■ EXTRAIT PROPOSÉ:

Le test de dépistage du VIH est généralement proposé aux victimes, mais le taux d’infection n’est pas connu, bien que le nombre d’infections sexuellement transmissibles soit important, selon l’OIS.

Les victimes, une fois qu’elles ont été traitées médicalement au CHU, sont référées aux ONG pour la prise en charge du VIH en cas d’infection, et pour un soutien psychologique, juridique et économique, car pour l’instant, les administrations ne sont pas totalement fonctionnelles.

« Au niveau du ministère de la Lutte contre le sida, notre rôle est de nous assurer que dans le cadre de la prise en charge des cas [victimes de violences], des kits PEP [prophylaxie post-exposition, qui permet de limiter le risque d’infection au VIH] sont disponibles », a expliqué le docteur Conombo Joséphine Diabaté, directrice du secteur public au ministère.

Des violences qui perdurent

S’il y a eu de nombreux cas de violences sexuelles au plus fort de la crise, notamment une recrudescence des viols collectifs commis par des hommes en armes, l’espoir d’une normalisation de la situation politique, suite à la signature de l’accord de Ouagadougou, au Burkina Faso, en mars 2007, entre les principaux protagonistes du conflit, n’a pas pour autant mis fin au phénomène.

« Il ne se passe pas un jour sans qu’on voit arriver des victimes », a constaté M. Aka. « Elles sont orientées ici par les structures médicales, les comités de quartiers ou de villages que nous avons sensibilisés [sur la question des violences] ».

En l’absence d’un retour véritable de l’état de droit –la zone, bien qu’officiellement réunifiée avec le reste du pays, étant dans les faits toujours largement sous contrôle de l’ex-rébellion-, les auteurs de ces violences jouissent toujours d’un sentiment d’impunité, ont noté plusieurs acteurs humanitaires à Bouaké.

« Même quand ils [les auteurs] se font attraper, ils sont ensuite relâchés et leurs victimes les croisent dans la rue », a dit l’un d’entre eux. « Les cas de violences ne sont pas traités au niveau de la Justice et de la Police, ils sont réglés à l’amiable et les familles acceptent, souvent par peur des représailles, surtout quand les auteurs sont des hommes en uniforme. [Les Forces nouvelles] ne sont pas organisées sur le plan judiciaire, il faut absolument un retour de l’autorité de l’Etat ».

Officiellement, le redéploiement des fonctionnaires, dont beaucoup se sont réfugiés en zone gouvernementale pendant la crise, est en cours, mais dans les faits, la situation est loin d’être revenue à la normale. De nombreux bâtiments publics, symboles de l’autorité de l’Etat, ont été détruits et pillés pendant la guerre, et sont aujourd’hui inutilisables.

■ DONNÉES FOURNIES:
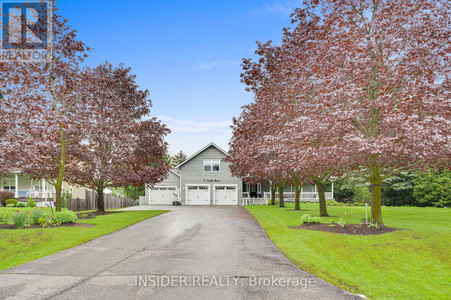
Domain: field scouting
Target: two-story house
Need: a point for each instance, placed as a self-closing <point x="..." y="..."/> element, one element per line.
<point x="205" y="179"/>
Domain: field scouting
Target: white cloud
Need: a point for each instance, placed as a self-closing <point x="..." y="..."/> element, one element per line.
<point x="278" y="8"/>
<point x="190" y="136"/>
<point x="179" y="125"/>
<point x="215" y="64"/>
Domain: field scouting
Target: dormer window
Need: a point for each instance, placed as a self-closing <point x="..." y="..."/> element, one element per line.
<point x="211" y="165"/>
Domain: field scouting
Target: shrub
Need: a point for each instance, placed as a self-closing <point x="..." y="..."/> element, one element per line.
<point x="65" y="217"/>
<point x="45" y="222"/>
<point x="11" y="201"/>
<point x="308" y="219"/>
<point x="37" y="214"/>
<point x="20" y="219"/>
<point x="31" y="202"/>
<point x="64" y="199"/>
<point x="4" y="217"/>
<point x="4" y="195"/>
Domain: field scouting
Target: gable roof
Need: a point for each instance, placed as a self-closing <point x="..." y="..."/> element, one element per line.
<point x="200" y="151"/>
<point x="175" y="173"/>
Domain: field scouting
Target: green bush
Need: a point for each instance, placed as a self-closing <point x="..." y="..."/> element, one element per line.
<point x="20" y="219"/>
<point x="45" y="222"/>
<point x="31" y="202"/>
<point x="4" y="217"/>
<point x="308" y="219"/>
<point x="11" y="201"/>
<point x="4" y="195"/>
<point x="37" y="214"/>
<point x="64" y="199"/>
<point x="65" y="217"/>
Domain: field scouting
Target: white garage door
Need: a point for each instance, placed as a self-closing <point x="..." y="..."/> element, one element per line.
<point x="198" y="195"/>
<point x="162" y="195"/>
<point x="226" y="195"/>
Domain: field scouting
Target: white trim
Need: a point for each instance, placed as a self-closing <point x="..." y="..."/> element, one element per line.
<point x="198" y="184"/>
<point x="211" y="165"/>
<point x="219" y="185"/>
<point x="175" y="173"/>
<point x="164" y="186"/>
<point x="16" y="183"/>
<point x="200" y="151"/>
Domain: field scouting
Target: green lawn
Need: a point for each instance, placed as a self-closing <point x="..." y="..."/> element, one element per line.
<point x="409" y="264"/>
<point x="18" y="246"/>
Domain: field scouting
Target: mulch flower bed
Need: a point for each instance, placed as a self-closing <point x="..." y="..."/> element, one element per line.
<point x="351" y="229"/>
<point x="93" y="214"/>
<point x="11" y="226"/>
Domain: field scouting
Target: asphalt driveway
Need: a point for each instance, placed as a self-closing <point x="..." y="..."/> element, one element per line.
<point x="188" y="253"/>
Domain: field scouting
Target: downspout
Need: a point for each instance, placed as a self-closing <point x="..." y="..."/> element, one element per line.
<point x="180" y="189"/>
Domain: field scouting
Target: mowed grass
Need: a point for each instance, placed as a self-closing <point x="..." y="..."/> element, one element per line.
<point x="408" y="264"/>
<point x="18" y="246"/>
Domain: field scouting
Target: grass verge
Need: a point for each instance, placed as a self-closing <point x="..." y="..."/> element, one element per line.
<point x="413" y="263"/>
<point x="19" y="246"/>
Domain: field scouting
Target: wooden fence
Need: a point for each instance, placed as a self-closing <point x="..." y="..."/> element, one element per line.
<point x="90" y="202"/>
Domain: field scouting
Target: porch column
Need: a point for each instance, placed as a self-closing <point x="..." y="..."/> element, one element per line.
<point x="16" y="191"/>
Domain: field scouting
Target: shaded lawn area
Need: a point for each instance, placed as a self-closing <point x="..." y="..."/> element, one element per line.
<point x="19" y="246"/>
<point x="413" y="263"/>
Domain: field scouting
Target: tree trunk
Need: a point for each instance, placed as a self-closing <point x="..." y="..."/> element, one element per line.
<point x="61" y="166"/>
<point x="273" y="193"/>
<point x="58" y="189"/>
<point x="100" y="198"/>
<point x="376" y="202"/>
<point x="322" y="198"/>
<point x="280" y="190"/>
<point x="297" y="191"/>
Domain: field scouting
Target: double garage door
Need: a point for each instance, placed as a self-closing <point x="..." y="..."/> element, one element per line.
<point x="163" y="195"/>
<point x="222" y="194"/>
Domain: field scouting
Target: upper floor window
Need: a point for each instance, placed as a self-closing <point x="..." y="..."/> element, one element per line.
<point x="211" y="165"/>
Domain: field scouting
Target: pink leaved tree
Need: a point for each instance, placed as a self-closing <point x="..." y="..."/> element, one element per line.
<point x="118" y="148"/>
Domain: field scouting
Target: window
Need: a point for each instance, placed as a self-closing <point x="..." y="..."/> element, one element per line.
<point x="211" y="165"/>
<point x="9" y="184"/>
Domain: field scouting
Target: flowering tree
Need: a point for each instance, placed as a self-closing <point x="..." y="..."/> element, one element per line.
<point x="49" y="116"/>
<point x="381" y="73"/>
<point x="360" y="86"/>
<point x="118" y="149"/>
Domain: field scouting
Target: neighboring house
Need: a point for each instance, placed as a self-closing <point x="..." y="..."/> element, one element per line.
<point x="23" y="187"/>
<point x="205" y="179"/>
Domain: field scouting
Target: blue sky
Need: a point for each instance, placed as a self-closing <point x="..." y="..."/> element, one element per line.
<point x="186" y="53"/>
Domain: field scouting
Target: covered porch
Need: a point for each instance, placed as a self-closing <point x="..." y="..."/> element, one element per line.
<point x="23" y="187"/>
<point x="260" y="193"/>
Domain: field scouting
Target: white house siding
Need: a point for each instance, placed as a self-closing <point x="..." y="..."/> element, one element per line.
<point x="172" y="180"/>
<point x="192" y="173"/>
<point x="26" y="187"/>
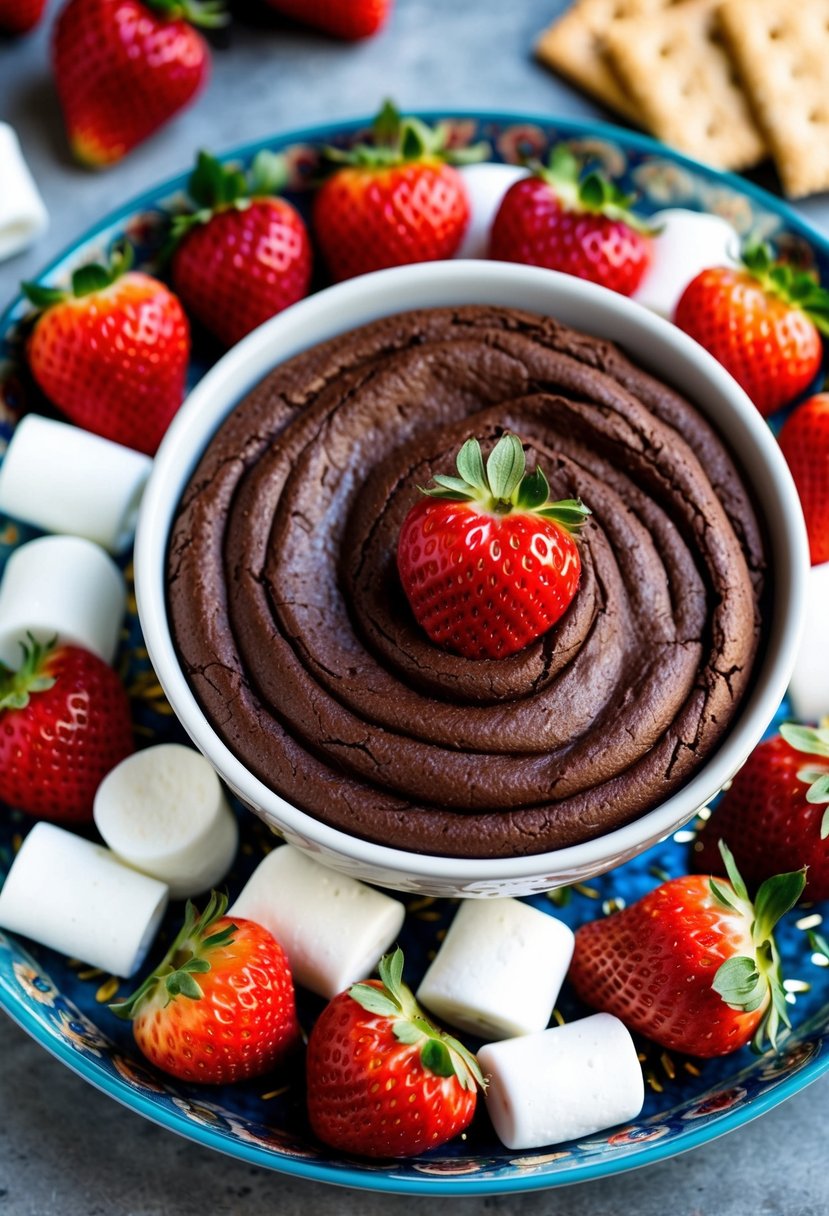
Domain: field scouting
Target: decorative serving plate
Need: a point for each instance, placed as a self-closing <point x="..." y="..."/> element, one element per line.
<point x="62" y="1003"/>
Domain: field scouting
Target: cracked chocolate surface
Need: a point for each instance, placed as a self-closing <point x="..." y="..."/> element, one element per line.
<point x="299" y="645"/>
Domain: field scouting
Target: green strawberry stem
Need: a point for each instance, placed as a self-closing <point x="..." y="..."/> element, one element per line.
<point x="815" y="741"/>
<point x="187" y="956"/>
<point x="800" y="288"/>
<point x="440" y="1053"/>
<point x="16" y="687"/>
<point x="203" y="13"/>
<point x="214" y="186"/>
<point x="591" y="192"/>
<point x="85" y="280"/>
<point x="503" y="485"/>
<point x="398" y="140"/>
<point x="746" y="983"/>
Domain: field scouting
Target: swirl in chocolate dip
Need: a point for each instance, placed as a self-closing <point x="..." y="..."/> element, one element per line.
<point x="299" y="645"/>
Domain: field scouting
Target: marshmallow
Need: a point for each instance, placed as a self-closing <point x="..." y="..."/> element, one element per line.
<point x="486" y="185"/>
<point x="78" y="899"/>
<point x="65" y="587"/>
<point x="65" y="479"/>
<point x="562" y="1084"/>
<point x="688" y="243"/>
<point x="163" y="811"/>
<point x="23" y="215"/>
<point x="500" y="969"/>
<point x="808" y="691"/>
<point x="332" y="928"/>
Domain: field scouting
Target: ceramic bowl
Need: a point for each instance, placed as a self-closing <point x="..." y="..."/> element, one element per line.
<point x="652" y="342"/>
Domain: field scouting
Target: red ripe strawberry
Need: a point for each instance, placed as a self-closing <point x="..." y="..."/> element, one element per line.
<point x="342" y="18"/>
<point x="582" y="226"/>
<point x="112" y="353"/>
<point x="805" y="443"/>
<point x="761" y="322"/>
<point x="693" y="964"/>
<point x="20" y="16"/>
<point x="123" y="68"/>
<point x="244" y="254"/>
<point x="382" y="1079"/>
<point x="394" y="202"/>
<point x="774" y="815"/>
<point x="486" y="561"/>
<point x="221" y="1005"/>
<point x="65" y="722"/>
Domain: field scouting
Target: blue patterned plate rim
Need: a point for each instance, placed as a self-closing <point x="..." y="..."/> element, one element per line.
<point x="466" y="1184"/>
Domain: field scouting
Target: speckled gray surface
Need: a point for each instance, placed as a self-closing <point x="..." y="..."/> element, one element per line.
<point x="68" y="1150"/>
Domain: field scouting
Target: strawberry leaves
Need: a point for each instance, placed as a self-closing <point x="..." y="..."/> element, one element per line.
<point x="788" y="282"/>
<point x="398" y="140"/>
<point x="186" y="958"/>
<point x="16" y="687"/>
<point x="214" y="186"/>
<point x="592" y="192"/>
<point x="440" y="1053"/>
<point x="85" y="280"/>
<point x="815" y="741"/>
<point x="505" y="485"/>
<point x="746" y="983"/>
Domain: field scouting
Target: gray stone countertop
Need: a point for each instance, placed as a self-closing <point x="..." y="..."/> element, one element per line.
<point x="67" y="1149"/>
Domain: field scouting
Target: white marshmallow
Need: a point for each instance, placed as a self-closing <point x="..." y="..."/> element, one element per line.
<point x="688" y="243"/>
<point x="808" y="691"/>
<point x="78" y="899"/>
<point x="332" y="928"/>
<point x="23" y="215"/>
<point x="61" y="586"/>
<point x="65" y="479"/>
<point x="163" y="811"/>
<point x="486" y="184"/>
<point x="500" y="969"/>
<point x="562" y="1084"/>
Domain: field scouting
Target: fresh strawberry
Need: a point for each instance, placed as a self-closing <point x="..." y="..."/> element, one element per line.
<point x="350" y="20"/>
<point x="486" y="561"/>
<point x="581" y="225"/>
<point x="693" y="964"/>
<point x="774" y="814"/>
<point x="243" y="254"/>
<point x="761" y="322"/>
<point x="393" y="202"/>
<point x="382" y="1079"/>
<point x="805" y="443"/>
<point x="221" y="1005"/>
<point x="20" y="16"/>
<point x="112" y="353"/>
<point x="65" y="722"/>
<point x="123" y="68"/>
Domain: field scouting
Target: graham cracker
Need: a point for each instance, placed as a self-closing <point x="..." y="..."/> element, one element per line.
<point x="573" y="46"/>
<point x="674" y="66"/>
<point x="780" y="49"/>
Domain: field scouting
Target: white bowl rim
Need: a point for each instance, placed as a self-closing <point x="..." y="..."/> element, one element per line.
<point x="247" y="362"/>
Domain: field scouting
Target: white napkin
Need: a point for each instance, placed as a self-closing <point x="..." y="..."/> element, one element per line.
<point x="23" y="215"/>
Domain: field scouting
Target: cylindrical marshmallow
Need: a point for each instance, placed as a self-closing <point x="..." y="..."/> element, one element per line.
<point x="65" y="587"/>
<point x="23" y="215"/>
<point x="164" y="812"/>
<point x="332" y="928"/>
<point x="808" y="691"/>
<point x="65" y="479"/>
<point x="562" y="1084"/>
<point x="688" y="243"/>
<point x="500" y="969"/>
<point x="78" y="899"/>
<point x="485" y="184"/>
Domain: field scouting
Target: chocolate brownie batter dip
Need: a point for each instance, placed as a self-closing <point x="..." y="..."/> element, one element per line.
<point x="300" y="647"/>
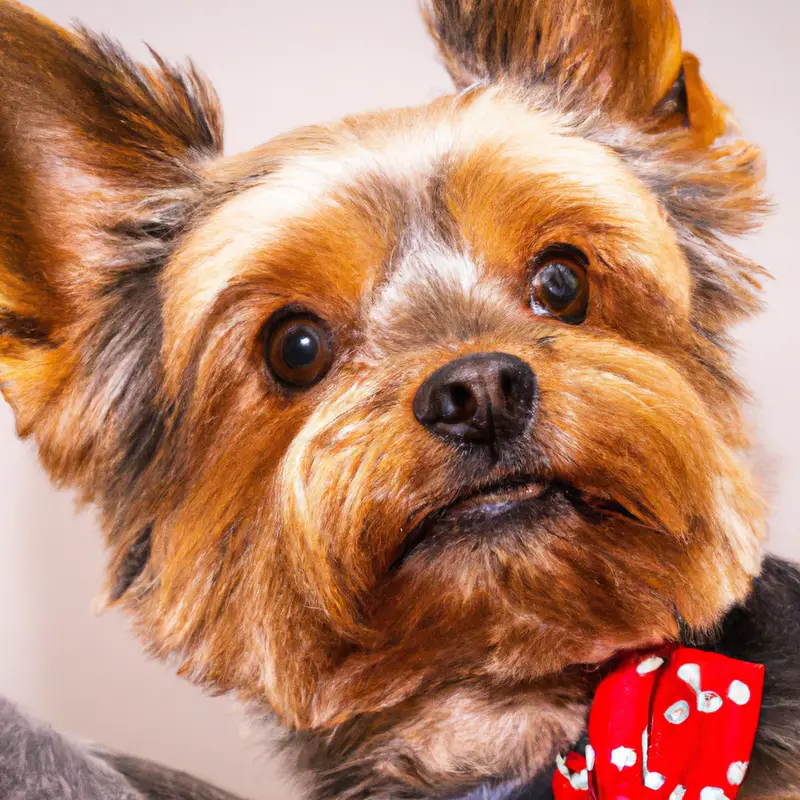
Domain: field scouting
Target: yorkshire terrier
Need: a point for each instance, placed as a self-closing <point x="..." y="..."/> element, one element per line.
<point x="401" y="427"/>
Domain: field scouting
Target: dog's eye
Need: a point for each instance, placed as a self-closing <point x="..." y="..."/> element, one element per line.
<point x="298" y="350"/>
<point x="561" y="284"/>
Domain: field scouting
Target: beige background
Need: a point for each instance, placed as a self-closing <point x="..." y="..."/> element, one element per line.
<point x="277" y="65"/>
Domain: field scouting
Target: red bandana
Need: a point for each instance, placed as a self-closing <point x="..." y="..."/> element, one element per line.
<point x="674" y="724"/>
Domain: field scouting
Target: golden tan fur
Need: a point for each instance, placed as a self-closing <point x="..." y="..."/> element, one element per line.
<point x="254" y="531"/>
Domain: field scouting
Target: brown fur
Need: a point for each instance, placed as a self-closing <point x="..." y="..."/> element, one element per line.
<point x="252" y="529"/>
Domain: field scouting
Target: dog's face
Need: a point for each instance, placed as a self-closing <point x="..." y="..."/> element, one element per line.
<point x="423" y="397"/>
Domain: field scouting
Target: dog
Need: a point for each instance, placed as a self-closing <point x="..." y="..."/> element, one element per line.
<point x="402" y="427"/>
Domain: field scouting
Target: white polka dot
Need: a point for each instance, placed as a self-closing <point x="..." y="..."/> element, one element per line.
<point x="709" y="702"/>
<point x="736" y="772"/>
<point x="580" y="780"/>
<point x="654" y="781"/>
<point x="590" y="756"/>
<point x="561" y="764"/>
<point x="649" y="665"/>
<point x="712" y="793"/>
<point x="690" y="673"/>
<point x="677" y="712"/>
<point x="739" y="692"/>
<point x="623" y="757"/>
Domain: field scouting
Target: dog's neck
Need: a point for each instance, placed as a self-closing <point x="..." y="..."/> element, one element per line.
<point x="429" y="743"/>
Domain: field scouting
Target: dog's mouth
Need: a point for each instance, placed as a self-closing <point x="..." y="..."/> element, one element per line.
<point x="475" y="512"/>
<point x="516" y="502"/>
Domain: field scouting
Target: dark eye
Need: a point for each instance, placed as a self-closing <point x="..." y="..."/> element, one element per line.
<point x="298" y="350"/>
<point x="561" y="284"/>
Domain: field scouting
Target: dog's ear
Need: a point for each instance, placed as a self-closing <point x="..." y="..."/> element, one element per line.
<point x="100" y="165"/>
<point x="621" y="56"/>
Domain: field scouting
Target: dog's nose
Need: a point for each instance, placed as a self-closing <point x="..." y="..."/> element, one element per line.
<point x="484" y="398"/>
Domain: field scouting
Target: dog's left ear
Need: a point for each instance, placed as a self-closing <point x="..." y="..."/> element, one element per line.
<point x="621" y="56"/>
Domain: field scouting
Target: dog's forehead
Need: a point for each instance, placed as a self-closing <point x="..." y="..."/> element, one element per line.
<point x="477" y="173"/>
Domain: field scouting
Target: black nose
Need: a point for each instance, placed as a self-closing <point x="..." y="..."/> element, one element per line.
<point x="485" y="398"/>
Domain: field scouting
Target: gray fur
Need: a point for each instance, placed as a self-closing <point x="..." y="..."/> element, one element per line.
<point x="37" y="763"/>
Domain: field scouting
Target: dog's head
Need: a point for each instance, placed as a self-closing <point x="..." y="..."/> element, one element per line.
<point x="424" y="397"/>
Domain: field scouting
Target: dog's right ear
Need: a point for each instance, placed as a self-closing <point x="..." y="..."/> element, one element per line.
<point x="100" y="167"/>
<point x="623" y="57"/>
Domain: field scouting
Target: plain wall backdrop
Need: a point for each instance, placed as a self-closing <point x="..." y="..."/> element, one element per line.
<point x="278" y="64"/>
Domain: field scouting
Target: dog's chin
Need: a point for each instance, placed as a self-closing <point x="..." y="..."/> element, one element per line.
<point x="510" y="506"/>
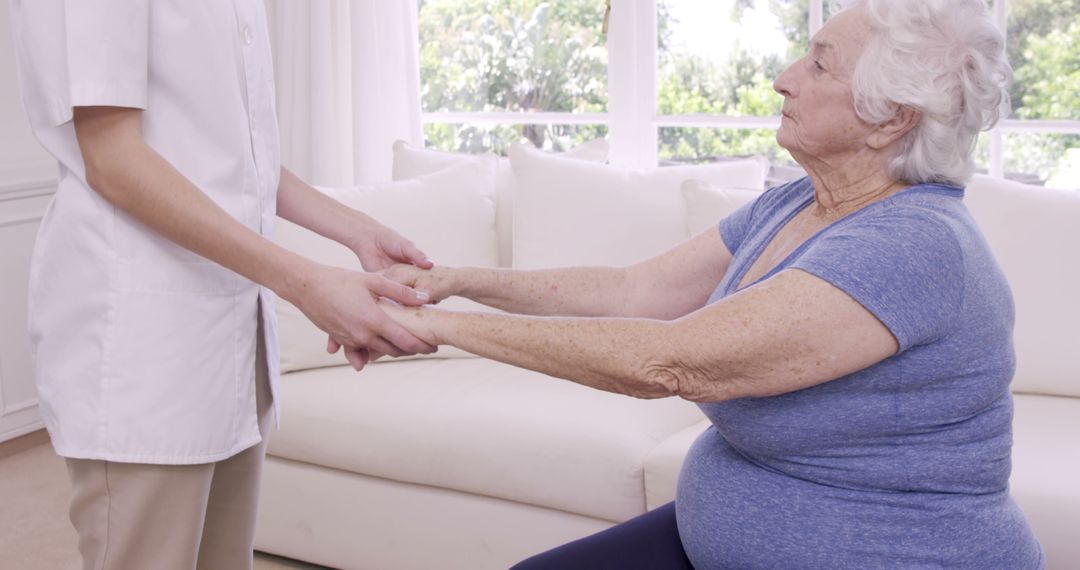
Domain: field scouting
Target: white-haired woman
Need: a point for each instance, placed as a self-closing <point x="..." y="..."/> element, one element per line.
<point x="849" y="334"/>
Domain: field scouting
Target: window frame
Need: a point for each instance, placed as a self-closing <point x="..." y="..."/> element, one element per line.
<point x="634" y="124"/>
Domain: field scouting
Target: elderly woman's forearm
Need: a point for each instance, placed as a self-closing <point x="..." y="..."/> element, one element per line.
<point x="632" y="356"/>
<point x="567" y="292"/>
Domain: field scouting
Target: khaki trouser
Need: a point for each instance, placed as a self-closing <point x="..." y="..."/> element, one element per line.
<point x="133" y="516"/>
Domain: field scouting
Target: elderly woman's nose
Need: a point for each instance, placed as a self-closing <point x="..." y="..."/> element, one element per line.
<point x="784" y="83"/>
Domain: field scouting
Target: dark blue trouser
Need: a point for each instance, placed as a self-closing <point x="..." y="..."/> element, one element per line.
<point x="646" y="542"/>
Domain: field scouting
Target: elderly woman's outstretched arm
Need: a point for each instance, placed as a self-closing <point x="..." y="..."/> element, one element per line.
<point x="666" y="286"/>
<point x="790" y="331"/>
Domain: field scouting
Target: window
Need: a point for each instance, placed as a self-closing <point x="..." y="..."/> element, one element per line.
<point x="677" y="81"/>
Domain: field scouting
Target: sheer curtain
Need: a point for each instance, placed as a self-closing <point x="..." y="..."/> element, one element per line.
<point x="348" y="85"/>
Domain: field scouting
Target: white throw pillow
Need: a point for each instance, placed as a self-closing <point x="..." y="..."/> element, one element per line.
<point x="575" y="213"/>
<point x="449" y="215"/>
<point x="410" y="162"/>
<point x="707" y="204"/>
<point x="1034" y="233"/>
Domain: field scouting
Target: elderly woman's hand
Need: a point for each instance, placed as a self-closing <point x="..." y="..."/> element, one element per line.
<point x="420" y="322"/>
<point x="435" y="282"/>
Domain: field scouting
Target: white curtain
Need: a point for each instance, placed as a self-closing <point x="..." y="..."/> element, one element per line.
<point x="348" y="81"/>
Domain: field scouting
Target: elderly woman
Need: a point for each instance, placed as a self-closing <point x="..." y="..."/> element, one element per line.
<point x="849" y="335"/>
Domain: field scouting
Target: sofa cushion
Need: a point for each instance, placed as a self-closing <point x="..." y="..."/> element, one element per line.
<point x="1045" y="471"/>
<point x="462" y="233"/>
<point x="410" y="162"/>
<point x="574" y="213"/>
<point x="1034" y="233"/>
<point x="664" y="463"/>
<point x="481" y="426"/>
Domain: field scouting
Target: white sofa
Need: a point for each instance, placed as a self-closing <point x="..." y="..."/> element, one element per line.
<point x="463" y="462"/>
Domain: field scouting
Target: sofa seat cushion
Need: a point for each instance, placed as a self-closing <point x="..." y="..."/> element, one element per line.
<point x="481" y="426"/>
<point x="1045" y="477"/>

■ CONSIGNE 1:
D'après l'extrait, vers qui les victimes sont-elles envoyées une fois soignées au CHU ?
■ CONSIGNE 2:
Indiquez si chacune des affirmations suivantes est conforme à l'extrait, en répondant par oui ou par non et en citant les mots qui permettent de trancher.
(a) L'accord de Ouagadougou a été signé en mars 2007.
(b) Le taux d'infection au VIH chez les victimes est connu.
(c) Les cas de violences sont traités par la Justice et la Police.
Pour répondre, ne vous servez que de l'extrait.

■ CORRIGÉ DÉTAILLÉ 1:
Elles sont référées aux ONG, pour la prise en charge du VIH en cas d'infection et pour un soutien psychologique, juridique et économique.

■ CORRIGÉ DÉTAILLÉ 2:
(a) Oui : « suite à la signature de l’accord de Ouagadougou, au Burkina Faso, en mars 2007 ».
(b) Non : « le taux d’infection n’est pas connu ».
(c) Non : « Les cas de violences ne sont pas traités au niveau de la Justice et de la Police ».